### What you need to do
**1)** In the abstract, what year is given for Meehl's review on clinical vs. actuarial prediction?
**2)** Copy the stretch of the abstract from "Background: Since Meehl’s" through "the most valid?", substituting "accurate" for "valid".

### Excerpted passage
· · · · ·

THE PSYCHOMETRIC BEAUTY OF EXPERT MODELS: A PSYCHOMETRIC EVALUATION OF LINEAR VS. NON-LINEAR MEDICAL EXPERT MODELS IN LENS-MODEL TASKS

Monday, October 25, 2010
Vide Lobby (Sheraton Centre Toronto Hotel)
Esther Kaufmann, PhD, University of Teacher Education Central Switzerland, Zug, Zug, Switzerland

Background: Since Meehl’s (1954) outstanding review on clinical vs. actuarial prediction (i.e. expert models) the success of models is generally accepted to prevent diagnostic errors not only in the medical area. Recently, there is a discussion about which type of models is the most valid. Until now, however, there is no evaluation work comparing linear and non-linear models across medical judgment tasks. Within the lens-model framework it is unique to compare linear and non-linear models built-up on lens-model components (Tucker, 1964) and compairing their success within the same tasks. To what degree do expert models actually improve physicians’ judgment achievement, and which type of model is the most valid?

· · · · ·

Records from a data source:

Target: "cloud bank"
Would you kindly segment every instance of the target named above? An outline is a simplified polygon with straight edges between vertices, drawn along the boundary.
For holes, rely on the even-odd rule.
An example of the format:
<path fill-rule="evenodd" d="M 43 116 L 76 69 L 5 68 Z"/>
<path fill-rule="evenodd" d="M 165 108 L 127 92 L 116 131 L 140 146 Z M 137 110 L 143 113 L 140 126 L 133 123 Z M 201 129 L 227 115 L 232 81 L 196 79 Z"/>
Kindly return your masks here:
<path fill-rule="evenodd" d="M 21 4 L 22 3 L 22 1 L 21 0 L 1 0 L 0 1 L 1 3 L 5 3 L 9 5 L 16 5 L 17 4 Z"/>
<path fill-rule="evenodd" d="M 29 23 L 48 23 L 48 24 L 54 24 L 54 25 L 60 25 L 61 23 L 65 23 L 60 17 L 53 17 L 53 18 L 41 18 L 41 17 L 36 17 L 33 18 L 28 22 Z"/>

· · · · ·

### Answer set
**1)** 1954

**2)**
Background: Since Meehl’s (1954) outstanding review on clinical vs. actuarial prediction (i.e. expert models) the success of models is generally accepted to prevent diagnostic errors not only in the medical area. Recently, there is a discussion about which type of models is the most accurate. Until now, however, there is no evaluation work comparing linear and non-linear models across medical judgment tasks. Within the lens-model framework it is unique to compare linear and non-linear models built-up on lens-model components (Tucker, 1964) and compairing their success within the same tasks. To what degree do expert models actually improve physicians’ judgment achievement, and which type of model is the most accurate?